Region pointing data:
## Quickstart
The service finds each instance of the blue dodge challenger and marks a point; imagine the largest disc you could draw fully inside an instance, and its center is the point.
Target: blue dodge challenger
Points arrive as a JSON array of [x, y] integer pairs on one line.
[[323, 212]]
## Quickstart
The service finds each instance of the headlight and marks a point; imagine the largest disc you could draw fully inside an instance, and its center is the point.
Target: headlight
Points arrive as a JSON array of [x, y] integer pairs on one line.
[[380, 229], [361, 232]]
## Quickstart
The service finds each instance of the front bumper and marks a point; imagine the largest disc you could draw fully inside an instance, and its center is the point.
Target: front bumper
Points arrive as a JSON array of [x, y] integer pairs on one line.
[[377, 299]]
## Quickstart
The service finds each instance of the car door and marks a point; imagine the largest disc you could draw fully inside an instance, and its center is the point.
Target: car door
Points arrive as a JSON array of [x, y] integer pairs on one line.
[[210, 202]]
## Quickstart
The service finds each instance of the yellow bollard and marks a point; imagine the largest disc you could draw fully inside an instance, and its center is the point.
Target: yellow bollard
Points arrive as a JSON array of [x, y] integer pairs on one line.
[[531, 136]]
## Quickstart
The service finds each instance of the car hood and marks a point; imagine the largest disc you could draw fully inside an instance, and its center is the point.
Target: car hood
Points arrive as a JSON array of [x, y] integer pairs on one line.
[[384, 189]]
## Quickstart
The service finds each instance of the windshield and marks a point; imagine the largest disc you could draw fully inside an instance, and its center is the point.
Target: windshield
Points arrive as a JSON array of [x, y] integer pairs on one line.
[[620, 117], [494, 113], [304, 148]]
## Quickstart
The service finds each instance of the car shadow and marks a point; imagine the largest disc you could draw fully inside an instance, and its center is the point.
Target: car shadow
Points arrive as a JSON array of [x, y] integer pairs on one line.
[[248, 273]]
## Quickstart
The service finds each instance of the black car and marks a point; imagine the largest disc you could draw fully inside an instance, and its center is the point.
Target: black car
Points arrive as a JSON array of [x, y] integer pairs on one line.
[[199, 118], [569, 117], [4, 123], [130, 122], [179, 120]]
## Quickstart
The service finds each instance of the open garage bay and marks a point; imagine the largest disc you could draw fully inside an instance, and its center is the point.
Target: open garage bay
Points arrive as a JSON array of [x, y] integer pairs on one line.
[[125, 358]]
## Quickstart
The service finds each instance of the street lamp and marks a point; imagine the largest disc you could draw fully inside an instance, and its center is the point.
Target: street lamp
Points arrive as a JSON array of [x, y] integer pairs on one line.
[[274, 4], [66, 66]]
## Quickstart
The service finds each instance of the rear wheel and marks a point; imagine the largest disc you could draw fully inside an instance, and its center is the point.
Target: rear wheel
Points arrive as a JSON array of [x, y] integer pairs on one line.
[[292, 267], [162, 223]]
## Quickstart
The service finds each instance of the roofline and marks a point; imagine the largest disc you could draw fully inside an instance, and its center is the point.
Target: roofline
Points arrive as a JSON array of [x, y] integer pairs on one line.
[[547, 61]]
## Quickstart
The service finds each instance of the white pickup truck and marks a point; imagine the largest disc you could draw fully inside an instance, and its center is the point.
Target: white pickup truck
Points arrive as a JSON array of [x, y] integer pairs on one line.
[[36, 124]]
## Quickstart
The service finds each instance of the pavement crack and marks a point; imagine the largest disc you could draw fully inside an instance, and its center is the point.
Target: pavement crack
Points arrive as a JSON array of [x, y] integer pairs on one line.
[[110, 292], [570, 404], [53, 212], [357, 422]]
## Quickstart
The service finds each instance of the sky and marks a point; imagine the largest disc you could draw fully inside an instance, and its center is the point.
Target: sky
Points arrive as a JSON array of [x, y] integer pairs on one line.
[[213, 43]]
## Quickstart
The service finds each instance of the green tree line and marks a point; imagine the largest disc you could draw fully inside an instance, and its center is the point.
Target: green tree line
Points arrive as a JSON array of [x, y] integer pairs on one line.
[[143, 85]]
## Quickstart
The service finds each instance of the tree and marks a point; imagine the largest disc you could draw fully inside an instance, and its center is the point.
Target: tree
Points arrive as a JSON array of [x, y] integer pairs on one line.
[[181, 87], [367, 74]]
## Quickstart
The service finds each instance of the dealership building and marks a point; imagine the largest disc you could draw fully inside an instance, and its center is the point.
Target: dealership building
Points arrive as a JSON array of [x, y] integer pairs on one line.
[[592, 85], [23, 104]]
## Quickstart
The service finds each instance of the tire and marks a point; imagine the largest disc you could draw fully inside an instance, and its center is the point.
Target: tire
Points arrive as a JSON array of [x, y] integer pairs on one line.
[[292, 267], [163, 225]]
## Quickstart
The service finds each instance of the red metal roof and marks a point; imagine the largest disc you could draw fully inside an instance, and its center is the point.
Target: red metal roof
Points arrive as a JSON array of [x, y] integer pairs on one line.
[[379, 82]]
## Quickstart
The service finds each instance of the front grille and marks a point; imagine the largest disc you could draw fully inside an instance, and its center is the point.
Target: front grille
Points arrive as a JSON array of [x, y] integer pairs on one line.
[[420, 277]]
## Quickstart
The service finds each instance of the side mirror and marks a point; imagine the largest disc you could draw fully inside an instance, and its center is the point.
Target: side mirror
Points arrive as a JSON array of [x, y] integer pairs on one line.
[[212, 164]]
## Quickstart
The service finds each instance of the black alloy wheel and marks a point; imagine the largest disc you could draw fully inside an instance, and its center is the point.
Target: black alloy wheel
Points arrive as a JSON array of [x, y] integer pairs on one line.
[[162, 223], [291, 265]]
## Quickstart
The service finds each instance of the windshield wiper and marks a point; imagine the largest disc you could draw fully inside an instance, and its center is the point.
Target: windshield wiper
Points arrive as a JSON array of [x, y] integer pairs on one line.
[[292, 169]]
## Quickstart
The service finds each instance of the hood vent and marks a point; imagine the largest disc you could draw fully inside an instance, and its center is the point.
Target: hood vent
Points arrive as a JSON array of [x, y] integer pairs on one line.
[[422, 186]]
...
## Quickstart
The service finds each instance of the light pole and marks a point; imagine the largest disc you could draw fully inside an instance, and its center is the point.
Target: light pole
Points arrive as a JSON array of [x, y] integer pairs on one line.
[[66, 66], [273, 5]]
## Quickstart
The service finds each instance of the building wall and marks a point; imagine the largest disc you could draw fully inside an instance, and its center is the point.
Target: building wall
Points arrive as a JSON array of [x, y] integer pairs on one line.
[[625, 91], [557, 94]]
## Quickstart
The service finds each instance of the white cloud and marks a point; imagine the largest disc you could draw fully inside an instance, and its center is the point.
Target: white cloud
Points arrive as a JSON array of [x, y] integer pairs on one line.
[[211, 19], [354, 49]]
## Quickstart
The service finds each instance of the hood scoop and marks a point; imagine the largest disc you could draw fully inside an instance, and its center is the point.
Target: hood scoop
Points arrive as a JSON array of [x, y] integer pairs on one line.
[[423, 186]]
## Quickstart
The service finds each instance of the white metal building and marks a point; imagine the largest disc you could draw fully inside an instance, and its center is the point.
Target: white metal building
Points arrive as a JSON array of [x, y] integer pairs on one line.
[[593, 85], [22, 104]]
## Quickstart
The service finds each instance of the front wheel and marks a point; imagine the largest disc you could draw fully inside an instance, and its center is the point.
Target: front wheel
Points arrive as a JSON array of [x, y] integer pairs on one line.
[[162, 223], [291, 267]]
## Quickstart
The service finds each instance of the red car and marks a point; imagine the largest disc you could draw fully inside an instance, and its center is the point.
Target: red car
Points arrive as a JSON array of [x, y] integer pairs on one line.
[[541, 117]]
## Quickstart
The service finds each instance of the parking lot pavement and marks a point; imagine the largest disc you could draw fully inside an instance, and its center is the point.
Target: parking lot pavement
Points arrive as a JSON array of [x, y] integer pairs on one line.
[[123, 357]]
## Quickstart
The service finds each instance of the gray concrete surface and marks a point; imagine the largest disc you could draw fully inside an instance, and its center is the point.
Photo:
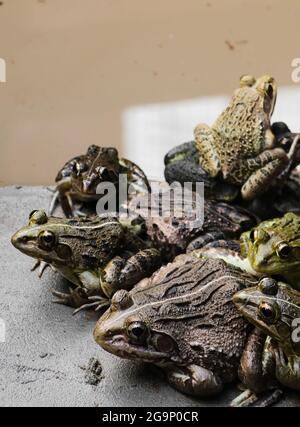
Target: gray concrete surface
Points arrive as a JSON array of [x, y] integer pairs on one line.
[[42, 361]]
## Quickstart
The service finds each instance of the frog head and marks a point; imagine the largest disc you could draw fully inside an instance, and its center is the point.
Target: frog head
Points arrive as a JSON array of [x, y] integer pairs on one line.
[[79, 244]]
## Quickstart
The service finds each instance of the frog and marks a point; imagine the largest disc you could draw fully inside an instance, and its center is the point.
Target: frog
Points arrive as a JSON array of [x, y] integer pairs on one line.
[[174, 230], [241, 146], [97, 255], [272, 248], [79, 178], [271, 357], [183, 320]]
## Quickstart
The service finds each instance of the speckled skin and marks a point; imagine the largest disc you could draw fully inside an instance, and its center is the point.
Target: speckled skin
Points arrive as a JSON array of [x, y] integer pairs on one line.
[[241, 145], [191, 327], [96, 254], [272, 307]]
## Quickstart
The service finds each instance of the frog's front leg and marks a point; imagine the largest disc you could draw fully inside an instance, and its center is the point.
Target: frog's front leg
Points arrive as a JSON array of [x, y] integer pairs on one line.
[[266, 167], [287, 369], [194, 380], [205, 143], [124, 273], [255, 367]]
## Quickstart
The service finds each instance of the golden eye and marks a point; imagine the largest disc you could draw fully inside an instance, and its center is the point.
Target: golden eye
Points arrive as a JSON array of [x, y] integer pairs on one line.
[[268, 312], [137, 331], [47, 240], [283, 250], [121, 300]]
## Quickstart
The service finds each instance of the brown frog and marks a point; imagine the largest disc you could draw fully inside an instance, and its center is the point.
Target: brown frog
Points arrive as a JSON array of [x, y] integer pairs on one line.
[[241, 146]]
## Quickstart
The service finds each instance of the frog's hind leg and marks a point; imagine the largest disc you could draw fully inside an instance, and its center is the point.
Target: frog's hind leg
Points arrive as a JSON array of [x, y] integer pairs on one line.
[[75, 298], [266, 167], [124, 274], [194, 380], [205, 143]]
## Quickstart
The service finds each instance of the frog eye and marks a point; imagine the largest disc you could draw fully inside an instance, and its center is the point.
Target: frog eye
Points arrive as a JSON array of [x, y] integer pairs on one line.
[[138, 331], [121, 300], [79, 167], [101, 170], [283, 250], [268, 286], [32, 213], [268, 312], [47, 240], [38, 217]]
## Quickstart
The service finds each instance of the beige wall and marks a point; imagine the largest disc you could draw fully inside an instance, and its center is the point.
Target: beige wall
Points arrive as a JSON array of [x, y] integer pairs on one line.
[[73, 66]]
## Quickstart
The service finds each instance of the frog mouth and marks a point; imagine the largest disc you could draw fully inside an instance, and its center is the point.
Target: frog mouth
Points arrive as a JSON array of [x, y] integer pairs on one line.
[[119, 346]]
...
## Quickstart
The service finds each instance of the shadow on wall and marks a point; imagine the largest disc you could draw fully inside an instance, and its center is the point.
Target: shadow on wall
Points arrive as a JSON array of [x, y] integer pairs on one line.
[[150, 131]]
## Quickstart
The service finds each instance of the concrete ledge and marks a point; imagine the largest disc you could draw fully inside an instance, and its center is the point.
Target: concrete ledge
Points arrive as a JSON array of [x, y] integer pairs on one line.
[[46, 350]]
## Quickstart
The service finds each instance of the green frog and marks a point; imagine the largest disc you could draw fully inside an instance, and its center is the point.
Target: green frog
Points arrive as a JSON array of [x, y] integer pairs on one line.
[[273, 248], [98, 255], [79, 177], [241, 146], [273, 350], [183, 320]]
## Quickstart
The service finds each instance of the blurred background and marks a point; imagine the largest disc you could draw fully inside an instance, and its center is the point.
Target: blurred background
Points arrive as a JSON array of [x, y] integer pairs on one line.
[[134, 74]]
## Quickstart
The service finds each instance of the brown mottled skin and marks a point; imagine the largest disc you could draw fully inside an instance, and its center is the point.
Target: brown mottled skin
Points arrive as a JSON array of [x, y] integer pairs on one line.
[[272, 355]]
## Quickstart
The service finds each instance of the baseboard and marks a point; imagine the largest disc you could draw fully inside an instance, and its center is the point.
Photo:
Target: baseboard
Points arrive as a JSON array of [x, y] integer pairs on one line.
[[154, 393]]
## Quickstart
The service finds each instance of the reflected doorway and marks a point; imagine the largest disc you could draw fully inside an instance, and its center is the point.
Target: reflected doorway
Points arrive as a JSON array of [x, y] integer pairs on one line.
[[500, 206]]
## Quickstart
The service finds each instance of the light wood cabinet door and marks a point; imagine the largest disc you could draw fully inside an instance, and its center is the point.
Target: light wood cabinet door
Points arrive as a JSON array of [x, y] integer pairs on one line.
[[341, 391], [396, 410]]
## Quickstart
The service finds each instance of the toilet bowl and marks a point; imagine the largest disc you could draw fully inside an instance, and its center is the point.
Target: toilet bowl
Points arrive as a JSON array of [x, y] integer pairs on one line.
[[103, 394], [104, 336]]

TASK TO CARRY OUT: Work through the entries above and report the number of lines that include "windshield", with nothing else.

COMPLETED TASK: 4